* [Written task]
Reproduce the material below verbatim, line for line, but omit the pictures.

========

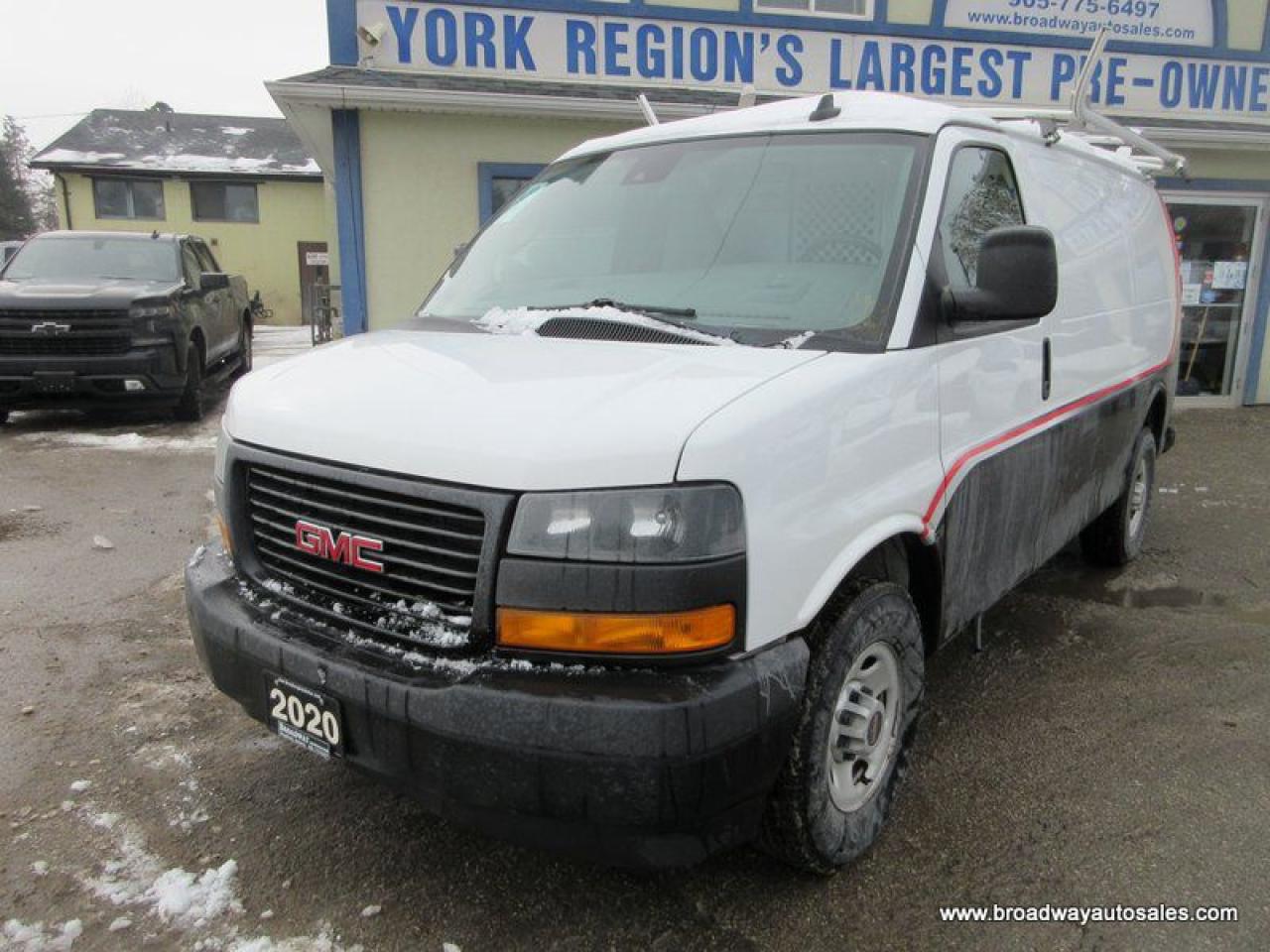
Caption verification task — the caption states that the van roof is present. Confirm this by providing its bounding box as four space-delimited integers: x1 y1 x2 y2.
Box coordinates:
566 92 1001 158
563 91 1158 178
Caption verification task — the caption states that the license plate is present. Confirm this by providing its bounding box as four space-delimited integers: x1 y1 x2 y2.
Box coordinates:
36 372 75 394
268 678 344 757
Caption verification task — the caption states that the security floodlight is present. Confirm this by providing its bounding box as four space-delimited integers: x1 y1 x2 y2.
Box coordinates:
357 23 389 47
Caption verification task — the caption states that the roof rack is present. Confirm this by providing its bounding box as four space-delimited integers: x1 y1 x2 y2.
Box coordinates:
987 27 1187 178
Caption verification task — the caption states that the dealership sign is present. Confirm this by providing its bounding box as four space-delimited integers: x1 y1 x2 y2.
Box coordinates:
357 0 1270 123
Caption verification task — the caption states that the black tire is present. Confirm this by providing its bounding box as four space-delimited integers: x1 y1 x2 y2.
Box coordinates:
173 344 205 422
231 317 251 380
759 580 925 876
1080 427 1156 567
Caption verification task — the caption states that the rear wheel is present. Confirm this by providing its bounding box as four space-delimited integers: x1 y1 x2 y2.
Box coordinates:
762 581 925 875
1080 427 1156 566
176 344 204 422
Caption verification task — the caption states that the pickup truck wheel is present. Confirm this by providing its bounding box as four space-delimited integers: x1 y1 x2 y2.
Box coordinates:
761 580 925 876
232 320 251 380
174 346 203 422
1080 427 1156 567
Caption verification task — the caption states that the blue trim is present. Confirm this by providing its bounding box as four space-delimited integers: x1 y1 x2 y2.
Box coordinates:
1212 0 1230 50
330 109 369 336
1157 178 1270 405
326 0 358 66
375 0 1270 63
476 163 546 225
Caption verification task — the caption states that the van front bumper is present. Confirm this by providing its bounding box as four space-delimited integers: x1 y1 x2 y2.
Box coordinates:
186 548 808 867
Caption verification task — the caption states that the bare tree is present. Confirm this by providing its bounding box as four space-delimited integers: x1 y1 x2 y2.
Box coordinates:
0 115 58 241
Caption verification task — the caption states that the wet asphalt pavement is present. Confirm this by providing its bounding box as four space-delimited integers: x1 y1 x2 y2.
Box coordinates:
0 335 1270 952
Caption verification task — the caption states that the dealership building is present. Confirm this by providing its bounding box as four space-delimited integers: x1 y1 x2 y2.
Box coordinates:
268 0 1270 407
31 104 331 323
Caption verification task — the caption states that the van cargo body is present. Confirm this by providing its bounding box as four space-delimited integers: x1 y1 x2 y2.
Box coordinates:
187 92 1179 872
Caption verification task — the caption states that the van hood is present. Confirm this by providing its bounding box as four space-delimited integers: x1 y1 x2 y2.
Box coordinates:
225 331 822 490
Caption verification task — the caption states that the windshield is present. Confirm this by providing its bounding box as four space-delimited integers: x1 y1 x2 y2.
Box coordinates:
4 235 178 281
419 132 926 345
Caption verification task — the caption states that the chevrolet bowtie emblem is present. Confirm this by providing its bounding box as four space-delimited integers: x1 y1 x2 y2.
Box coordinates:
31 321 71 337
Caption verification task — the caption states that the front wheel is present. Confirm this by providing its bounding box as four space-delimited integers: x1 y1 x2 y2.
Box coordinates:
1080 427 1156 567
761 581 925 875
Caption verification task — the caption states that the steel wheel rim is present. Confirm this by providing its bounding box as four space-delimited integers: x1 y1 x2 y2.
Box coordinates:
1129 456 1147 538
826 641 904 812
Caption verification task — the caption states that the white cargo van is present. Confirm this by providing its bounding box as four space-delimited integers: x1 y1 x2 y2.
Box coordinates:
187 94 1179 872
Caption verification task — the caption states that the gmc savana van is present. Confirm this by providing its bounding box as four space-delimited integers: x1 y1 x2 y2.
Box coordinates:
187 92 1179 872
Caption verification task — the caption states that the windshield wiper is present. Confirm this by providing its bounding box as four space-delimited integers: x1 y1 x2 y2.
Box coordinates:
527 298 726 339
530 298 698 321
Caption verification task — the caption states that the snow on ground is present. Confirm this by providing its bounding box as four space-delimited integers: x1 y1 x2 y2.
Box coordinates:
0 919 83 952
65 807 364 952
251 325 313 369
22 430 216 453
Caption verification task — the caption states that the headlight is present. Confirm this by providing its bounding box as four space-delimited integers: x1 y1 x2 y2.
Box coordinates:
128 300 176 320
507 485 745 562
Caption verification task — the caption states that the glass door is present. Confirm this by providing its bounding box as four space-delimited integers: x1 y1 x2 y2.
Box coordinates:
1167 195 1264 405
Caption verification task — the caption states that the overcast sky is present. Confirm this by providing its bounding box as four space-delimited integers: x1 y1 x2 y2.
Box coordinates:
0 0 327 147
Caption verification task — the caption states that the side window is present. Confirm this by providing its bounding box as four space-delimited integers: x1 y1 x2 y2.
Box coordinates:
194 241 221 273
939 146 1024 289
181 241 203 289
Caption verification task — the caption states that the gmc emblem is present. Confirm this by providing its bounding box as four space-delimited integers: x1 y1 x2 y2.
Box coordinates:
296 520 384 572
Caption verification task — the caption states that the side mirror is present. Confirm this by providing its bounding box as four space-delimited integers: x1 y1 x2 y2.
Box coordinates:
943 225 1058 321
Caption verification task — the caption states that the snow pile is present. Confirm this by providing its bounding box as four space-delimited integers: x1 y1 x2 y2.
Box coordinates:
472 307 736 345
20 430 216 453
228 924 362 952
0 919 83 952
144 860 242 929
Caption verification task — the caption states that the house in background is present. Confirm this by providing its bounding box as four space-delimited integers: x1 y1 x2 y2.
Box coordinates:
32 104 330 323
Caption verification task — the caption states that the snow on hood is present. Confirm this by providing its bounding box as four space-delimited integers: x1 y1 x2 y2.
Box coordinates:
225 325 822 490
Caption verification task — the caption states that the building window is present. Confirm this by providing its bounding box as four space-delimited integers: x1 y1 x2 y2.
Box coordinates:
190 181 260 222
92 178 168 221
754 0 872 20
479 163 545 225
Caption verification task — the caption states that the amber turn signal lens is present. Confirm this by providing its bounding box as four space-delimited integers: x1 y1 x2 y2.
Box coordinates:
498 606 736 654
216 513 234 554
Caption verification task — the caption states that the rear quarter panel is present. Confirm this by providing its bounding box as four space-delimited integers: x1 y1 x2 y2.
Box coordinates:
1016 144 1178 407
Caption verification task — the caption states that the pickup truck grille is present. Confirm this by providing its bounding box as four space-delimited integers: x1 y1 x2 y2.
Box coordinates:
0 308 132 357
245 463 485 648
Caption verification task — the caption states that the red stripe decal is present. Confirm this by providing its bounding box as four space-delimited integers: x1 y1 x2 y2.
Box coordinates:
922 355 1174 536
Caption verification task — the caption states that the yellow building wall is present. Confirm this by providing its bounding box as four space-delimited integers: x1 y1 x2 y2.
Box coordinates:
59 173 330 323
361 110 641 330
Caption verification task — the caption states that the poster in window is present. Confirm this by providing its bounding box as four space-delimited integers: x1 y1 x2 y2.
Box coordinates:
1212 262 1248 291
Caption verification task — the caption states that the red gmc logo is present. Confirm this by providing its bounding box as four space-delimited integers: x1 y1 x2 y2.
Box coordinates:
296 520 384 572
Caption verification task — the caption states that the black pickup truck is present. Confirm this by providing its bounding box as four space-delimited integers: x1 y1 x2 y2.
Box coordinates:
0 231 251 422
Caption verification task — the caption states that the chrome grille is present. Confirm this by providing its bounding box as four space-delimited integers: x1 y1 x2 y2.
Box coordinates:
245 463 486 648
0 308 132 357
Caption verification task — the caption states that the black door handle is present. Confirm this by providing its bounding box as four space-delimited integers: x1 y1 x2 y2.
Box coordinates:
1040 337 1054 400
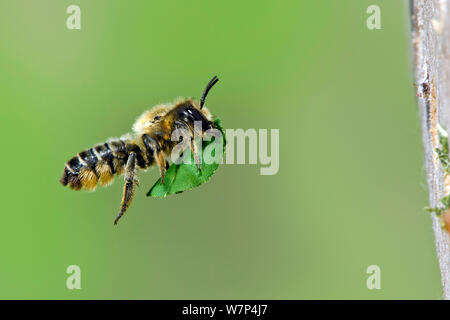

========

* [Written solution]
Caption verification task — the caption states that the van roof is present. Confirm this by providing its bounding box as four space-delimited integers: x1 y1 x2 y2.
Box coordinates:
566 92 1001 158
563 91 1158 178
Caption verification task — the caption states that the license plate is present. Confirm this by providing its bounding box as four space-delimited integers: x1 y1 x2 y2.
Box coordinates:
36 372 75 394
268 678 344 757
Caption verification task — the caption states that the security floodlight is present. Confirm this by providing its bounding box as four space-delimited integers: x1 y1 x2 y2.
Box coordinates:
357 23 389 47
Caption verification task — the caption states that the roof rack is present. Confirm this by providing its bounding box as four space-delimited integers: x1 y1 x2 y2.
Box coordinates:
987 27 1187 178
Caption verification task — the caption states that the dealership sign is present. Confirm this by providing its bounding box as four space-delimited integers: x1 y1 x2 y2.
Box coordinates:
357 0 1270 123
Caption verification task — the caption states that the black tire is present. Confirm this by providing its bounding box as four space-delimited integers: x1 y1 x2 y2.
Box coordinates:
173 344 205 422
231 317 251 380
759 580 925 876
1080 427 1156 567
Caption verification task — the caption states that the rear wheel is present. Confirm this by providing its bounding box as four space-delimited integers: x1 y1 x2 y2.
Box coordinates:
762 581 925 875
1080 427 1156 566
176 344 204 422
Caption verification task — the caption states that the pickup truck wheel is present. Confirm this by providing its bounding box as four space-delimited integers: x1 y1 x2 y2.
Box coordinates:
761 580 925 876
232 320 251 380
174 346 203 422
1080 427 1156 567
Caption verification task — the caption states that the blue trim is present. Confirm this by providing its bounding box as four space-delimited integers: x1 y1 x2 y2.
Box coordinates:
1212 0 1230 50
330 109 369 336
1157 178 1270 405
326 0 358 66
375 0 1270 63
476 163 546 225
Caption verification task — the caption states that the van front bumper is present. Confirm this by providing its bounding box as four space-delimited integers: x1 y1 x2 y2.
Box coordinates:
186 548 808 867
Caption verification task — the caption states that the bare tree is present. Confirm this by providing its bounding box as four space-delimited integers: x1 y1 x2 y2.
Box coordinates:
0 115 58 241
Caption verification task — the caption states that the wet asphalt pavement is present. Confirm this by providing its bounding box as four space-delimited integers: x1 y1 x2 y2.
Box coordinates:
0 335 1270 952
Caption verification task — the caption states that the dealership building is present. Confirm this by providing its bounding box as four space-delimited integers: x1 y1 x2 y2.
Box coordinates:
268 0 1270 407
31 104 331 323
Caption verification task — the caption states that the van cargo body is present. Confirm this by providing its bounding box as four space-delimited integers: x1 y1 x2 y2.
Box coordinates:
187 92 1179 872
Caption verification task — the caption states that the van hood is present. Confirm this by providing its bounding box as four space-delimited integers: x1 y1 x2 y2.
Box coordinates:
225 331 822 490
Caption verification task — the caption states that the windshield is present. Confirm this by providing its bounding box as four space-delimited integers: x1 y1 x2 y2.
Box coordinates:
4 235 178 281
419 132 926 345
Caption verification task — the caption states that the chevrolet bowtie emblem is present. Confirm this by providing its bounding box as four space-delimited integers: x1 y1 x2 y2.
Box coordinates:
31 321 71 337
Caption verification task — the caption states that the front wheel is present. Confirm this by providing its bounding box as four space-delimited integers: x1 y1 x2 y2.
Box coordinates:
1080 427 1156 567
761 581 925 875
Caption verification task — the caption states that the steel wheel rim is present. Confirm this by providing its bounding box as four space-delimited integers: x1 y1 x2 y2.
Box coordinates:
1129 456 1147 538
826 641 904 812
Caption verification task — the caption states that the white cargo van is present. Confirm this by providing its bounding box as four space-delimited integers: x1 y1 x2 y2.
Box coordinates:
187 94 1179 872
Caption verification task — the caption states that the gmc savana van is present. Confirm this by providing its bounding box as four space-delimited integers: x1 y1 x2 y2.
Box coordinates:
187 92 1179 872
Caption verification task — the caption states that the windshield wiper is present. Confirm this by providing its bounding box as four space-delimited integers: x1 y1 x2 y2.
Box coordinates:
527 298 726 339
530 298 698 321
Caption verification task — the caption states that the snow on ground is present. Confirm this by providing its bounding box as four space-delimited integers: x1 y1 x2 y2.
Box coordinates:
0 919 83 952
65 807 364 952
251 325 313 369
22 430 216 453
Caption verification task — the caption states that the headlight is present. Confirm this by providing its bounding box as four space-delimited integers: x1 y1 x2 y2.
Box coordinates:
128 300 176 320
507 485 745 562
Caption verification task — the caption states that the glass door is present. Confirm this by providing its bounding box as four space-delimited integers: x1 y1 x2 y2.
Box coordinates:
1167 195 1264 405
Caption verification task — the caption states that the overcast sky is present. Confirm this by providing its bounding box as four space-delimited integers: x1 y1 x2 y2.
Box coordinates:
0 0 327 147
Caption verification task — the caption states that the side window is present. Confirm this by providing its bounding box as four space-delimited integers: x1 y1 x2 y2.
Box coordinates:
194 241 221 273
939 146 1024 289
181 241 203 289
Caption verification task — the caption states that the gmc emblem is present. Confirm this by providing its bounding box as four space-delimited integers: x1 y1 x2 y2.
Box coordinates:
296 520 384 572
Caption verification task — the caption states that the side mirror is present. Confirm this by providing its bounding box as four space-delimited integers: x1 y1 x2 y2.
Box coordinates:
943 225 1058 321
Caption verification task — the caption states that the snow pile is present. Confirm this by providing its bounding box as four space-delimited integers: x1 y1 x2 y2.
Box coordinates:
472 307 736 345
20 430 216 453
228 924 362 952
0 919 83 952
144 860 242 929
Caption verification task — the caption states that the house in background is present. Confirm this by providing its bounding box as four space-delimited integers: x1 y1 x2 y2.
Box coordinates:
32 104 330 323
Caption verification task — the caption states that the snow on hood is present. Confirm this by providing its bounding box as four space-delimited integers: x1 y1 x2 y2.
Box coordinates:
225 325 822 490
Caption verification task — the caption states that the building window is present. Confirm this by providing its bounding box as four space-delimited integers: x1 y1 x2 y2.
Box coordinates:
190 181 260 222
92 178 168 221
754 0 872 20
479 163 545 225
Caption verification task — the caption states that the amber turn signal lens is present. Confirm this by providing its bounding box as four space-delimited integers: x1 y1 x2 y2.
Box coordinates:
498 606 736 654
216 513 234 554
Caption verification task — the caption states that the rear quarter panel is present. Confirm this by providing its bounding box as four space-delimited integers: x1 y1 x2 y2.
Box coordinates:
1016 144 1178 407
Caption verification task — the caption states that the pickup truck grille is present. Confirm this by providing its bounding box as four space-delimited integers: x1 y1 x2 y2.
Box coordinates:
0 308 132 357
245 463 485 648
Caption verification task — the caption states that the red stripe decal is present. Confirm this by providing its bounding box as four space-delimited integers: x1 y1 x2 y2.
Box coordinates:
922 355 1174 536
Caption verification task — the caption states that the yellow building wall is present. Confirm this by providing its bounding box as four space-delimited integers: x1 y1 x2 y2.
Box coordinates:
59 173 330 323
361 110 641 330
Caption verification task — the caption states that the poster in window is present. Confirm this by providing its bounding box as four space-delimited integers: x1 y1 x2 y2.
Box coordinates:
1212 262 1248 291
Caption verification task — the caption states that the red gmc logo is present. Confirm this by providing its bounding box as four space-delimited integers: x1 y1 x2 y2.
Box coordinates:
296 520 384 572
Caption verification task — the caption states that the black pickup truck is present. Confirm this by providing its bounding box as four space-delimited integers: x1 y1 x2 y2.
Box coordinates:
0 231 251 422
Caption verification task — the caption states that the chrome grille is present. Confirm this by providing its bounding box as four space-delimited integers: x1 y1 x2 y2.
Box coordinates:
245 463 486 648
0 308 132 357
Caption verification task — the caption states that the black door handle is present. Confirm this by providing its bounding box as four space-delimited integers: x1 y1 x2 y2.
Box coordinates:
1040 337 1054 400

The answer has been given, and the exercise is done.